STATED GOAL: Repeat all the records exactly, omitting pictures.

(Entries from a point annotation set)
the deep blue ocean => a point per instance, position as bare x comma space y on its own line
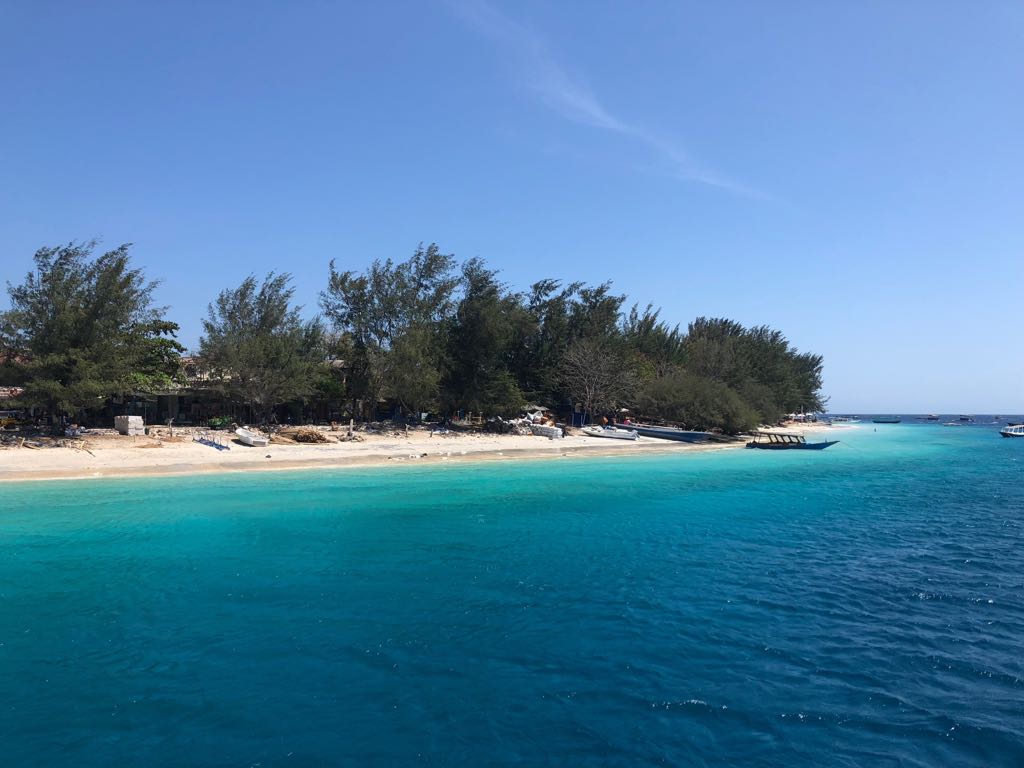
858, 606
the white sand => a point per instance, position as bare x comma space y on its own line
121, 456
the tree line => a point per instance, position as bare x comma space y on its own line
427, 334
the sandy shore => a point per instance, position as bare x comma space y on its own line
116, 456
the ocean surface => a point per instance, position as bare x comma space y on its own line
857, 606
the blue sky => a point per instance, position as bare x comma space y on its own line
851, 173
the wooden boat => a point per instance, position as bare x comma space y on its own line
786, 441
610, 432
251, 438
669, 433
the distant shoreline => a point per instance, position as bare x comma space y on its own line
144, 457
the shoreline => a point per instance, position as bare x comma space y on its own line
123, 457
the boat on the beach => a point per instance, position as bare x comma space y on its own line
253, 439
611, 432
786, 441
668, 433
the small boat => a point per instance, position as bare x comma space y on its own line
669, 433
612, 432
253, 439
786, 440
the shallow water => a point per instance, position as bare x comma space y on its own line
862, 605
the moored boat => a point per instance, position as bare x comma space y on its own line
669, 433
786, 441
610, 432
254, 439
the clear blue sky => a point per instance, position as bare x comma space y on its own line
851, 173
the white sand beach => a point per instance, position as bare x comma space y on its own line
118, 456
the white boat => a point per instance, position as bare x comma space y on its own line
613, 432
252, 438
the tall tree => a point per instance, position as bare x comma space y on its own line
258, 346
478, 376
597, 376
83, 328
395, 315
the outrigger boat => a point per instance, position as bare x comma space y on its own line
612, 432
251, 438
668, 433
786, 441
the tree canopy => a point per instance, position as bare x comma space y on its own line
83, 328
259, 348
421, 335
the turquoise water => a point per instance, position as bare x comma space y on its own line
858, 606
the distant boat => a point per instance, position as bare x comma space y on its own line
668, 433
786, 441
251, 438
612, 432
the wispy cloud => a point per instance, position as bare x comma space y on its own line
570, 95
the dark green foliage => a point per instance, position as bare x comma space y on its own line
417, 335
395, 316
697, 402
258, 347
480, 345
82, 329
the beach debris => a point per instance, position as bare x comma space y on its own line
545, 430
129, 425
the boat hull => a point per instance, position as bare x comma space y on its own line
613, 434
251, 438
792, 445
669, 433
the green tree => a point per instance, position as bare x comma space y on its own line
696, 402
258, 346
597, 375
83, 328
478, 375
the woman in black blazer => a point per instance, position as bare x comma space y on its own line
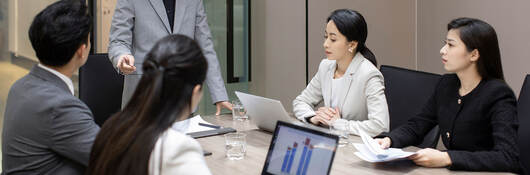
474, 107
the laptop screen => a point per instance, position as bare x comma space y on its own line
299, 150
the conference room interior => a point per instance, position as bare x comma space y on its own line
276, 45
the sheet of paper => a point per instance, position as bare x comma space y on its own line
194, 124
370, 151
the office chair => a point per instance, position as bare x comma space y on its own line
523, 113
406, 92
100, 87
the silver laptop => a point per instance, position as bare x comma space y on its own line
265, 112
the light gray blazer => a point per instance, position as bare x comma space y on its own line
362, 107
177, 153
46, 129
138, 24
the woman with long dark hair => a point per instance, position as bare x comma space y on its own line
474, 107
139, 139
348, 81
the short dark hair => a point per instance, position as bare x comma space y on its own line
59, 30
477, 34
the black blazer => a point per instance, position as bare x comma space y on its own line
479, 129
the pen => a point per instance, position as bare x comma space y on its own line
210, 126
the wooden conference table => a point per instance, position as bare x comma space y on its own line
258, 141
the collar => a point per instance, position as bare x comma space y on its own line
66, 80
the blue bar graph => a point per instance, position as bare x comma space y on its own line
306, 164
291, 159
286, 159
303, 159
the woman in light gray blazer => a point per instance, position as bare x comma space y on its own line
139, 140
348, 81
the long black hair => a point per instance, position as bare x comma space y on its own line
351, 24
477, 34
172, 69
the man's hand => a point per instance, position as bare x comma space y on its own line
222, 104
126, 64
431, 158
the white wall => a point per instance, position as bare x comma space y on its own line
404, 33
278, 49
391, 29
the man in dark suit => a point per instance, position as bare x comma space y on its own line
47, 130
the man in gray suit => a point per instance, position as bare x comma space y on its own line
47, 130
138, 24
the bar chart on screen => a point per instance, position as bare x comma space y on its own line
301, 154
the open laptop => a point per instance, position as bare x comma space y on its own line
264, 112
300, 150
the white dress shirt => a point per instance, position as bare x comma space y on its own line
66, 80
361, 99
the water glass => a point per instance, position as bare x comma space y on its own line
342, 129
236, 146
238, 111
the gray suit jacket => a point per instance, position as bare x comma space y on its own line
138, 24
362, 107
46, 129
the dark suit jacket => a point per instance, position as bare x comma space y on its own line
479, 129
46, 129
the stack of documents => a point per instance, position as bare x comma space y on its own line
371, 151
195, 127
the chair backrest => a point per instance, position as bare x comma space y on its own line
100, 87
523, 113
406, 92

ANSWER TO THE EXERCISE:
the deep blue ocean => a point per instance, position as bare x comma space y on its own line
858, 606
the white sand => a point per instance, position as bare x comma space y on its own line
121, 456
the tree line => a point per instance, position as bare x comma space y on its own line
427, 334
the sandy shore => a point per instance, position as bare x comma space y on its own line
116, 456
the ocean surface => a point per instance, position as bare x comma space y on its own line
857, 606
the blue sky => a point per instance, position as bare x comma space y on its own line
851, 173
the wooden boat => a point per instance, position as bare x comma space y on its own line
786, 441
610, 432
251, 438
669, 433
the distant shoreline => a point per instance, position as bare x comma space y on its own line
144, 457
the shoreline => a point per instance, position as bare x comma space y on its own line
123, 457
the boat on the beach => a point per instance, position as bare x comma space y on its own line
253, 439
611, 432
786, 441
668, 433
the small boat => a point per instance, position as bare x comma space y on its own line
669, 433
612, 432
253, 439
786, 440
the shallow water => a point per instance, position as bare x comma space y on its own line
862, 605
the moored boat => a point per instance, position as bare x comma space y on its own line
669, 433
786, 441
610, 432
254, 439
the clear blue sky => a point per instance, position as bare x comma space y on its own line
851, 173
the white sand beach => a point per instance, position as bare x comma space y on its own line
118, 456
the white boat => a point per instance, position as bare x comma space y on its own line
613, 432
252, 438
the tall tree => a point per instance, position as bare x comma space y on its own line
258, 346
478, 376
597, 376
83, 328
395, 315
the outrigger boat => a point per instance, position as bare x comma space y on its own line
612, 432
251, 438
668, 433
786, 441
the tree canopy => a point per instance, position as bare x comma space y on its own line
83, 328
259, 348
421, 335
the turquoise water => a point per instance, position as bare x comma space y on its own line
858, 606
the distant boat => a point per instance, position as bare x comma space y on its own line
668, 433
786, 441
251, 438
612, 432
the wispy cloud => a point per instance, position as bare x comma space y on its own line
570, 95
the dark green foliage => a point per instance, position as bare x comma space y on its own line
417, 335
395, 316
697, 402
258, 347
480, 345
82, 329
the beach debris => a point per instance, position as bare x comma space y on its own line
545, 430
129, 425
the boat hull => a point per instance, position as bare x comma space y on its own line
613, 434
251, 438
792, 445
669, 433
the green tree => a point per instance, position as bare x comma space y on its own line
696, 402
258, 346
597, 375
83, 328
478, 375
the woman in black blazer => a point per instance, position as bare x comma space y on its own line
474, 107
the laptop screen => a point per instance, position as bare x comma space y on its own line
299, 150
the conference room interior => a point per instance, position as bare x comma space y on its own line
276, 45
the sheet of paper => a point per instance, position as bare x comma space y on its own line
194, 124
370, 151
the office chair => a point per instance, position as bare x comma space y on its own line
523, 113
406, 92
100, 87
the silver laptop => a point per instance, position as bare x comma space y on its own line
265, 112
the light gray blazer => a point per instance, position as bare x comma space y on its own line
362, 107
177, 153
46, 129
138, 24
the woman with long dark hair => a point per instance, position as bare x comma space y on its own line
474, 107
139, 139
348, 81
the short dark hair => a point per instance, position as bare x comma space y on its own line
59, 30
477, 34
the black blazer => a point per instance, position as bare x comma space y on its own line
479, 129
the pen => a point per instance, position as bare x comma space y on its own line
210, 126
the wooden conference table => a point per instance, position as bare x comma space y on its own line
258, 141
the collar => a point per instance, position as bare x comma space y on its own line
66, 80
the blue bar graph => a point per instance, position as bare x comma space y on its own line
306, 164
291, 159
286, 159
303, 159
the woman in light gray blazer => a point per instance, position as bare x comma space y on its own line
139, 140
348, 81
the long black hair => a point per instance, position as bare x comma space y on its own line
351, 24
477, 34
172, 69
the man's hand => a point per instance, position as bare x comma space y on its own line
222, 104
126, 64
431, 158
the white wall => a point per instance, position as bare x comma space y on its own line
404, 33
278, 49
391, 29
the man in dark suit => a point per instance, position as bare x comma space y on its own line
47, 130
the man in gray suit => a point per instance, position as bare x comma space y on its own line
47, 130
138, 24
the bar chart on screen => a point per instance, position as bare x comma space y on its own line
301, 154
the open laptop => a point per instance, position as bare x comma space y on its own line
264, 112
300, 150
the white dress shirt => a point per instance, position as bare x comma space y on its own line
66, 80
361, 99
the water glass => a point per instance, position as bare x comma space y on its own line
342, 129
236, 146
238, 111
the gray suit jacket => a point per instance, position as bare x comma space y on its own line
138, 24
362, 107
46, 129
the dark suit jacket => a point per instance, position as bare x comma space y on its own line
479, 129
46, 129
the stack of documents => a point per instance, position as bare x comma space y on its own line
371, 151
195, 127
the chair backrest => a point per instance, position as bare x comma space y on its own line
100, 87
523, 113
406, 92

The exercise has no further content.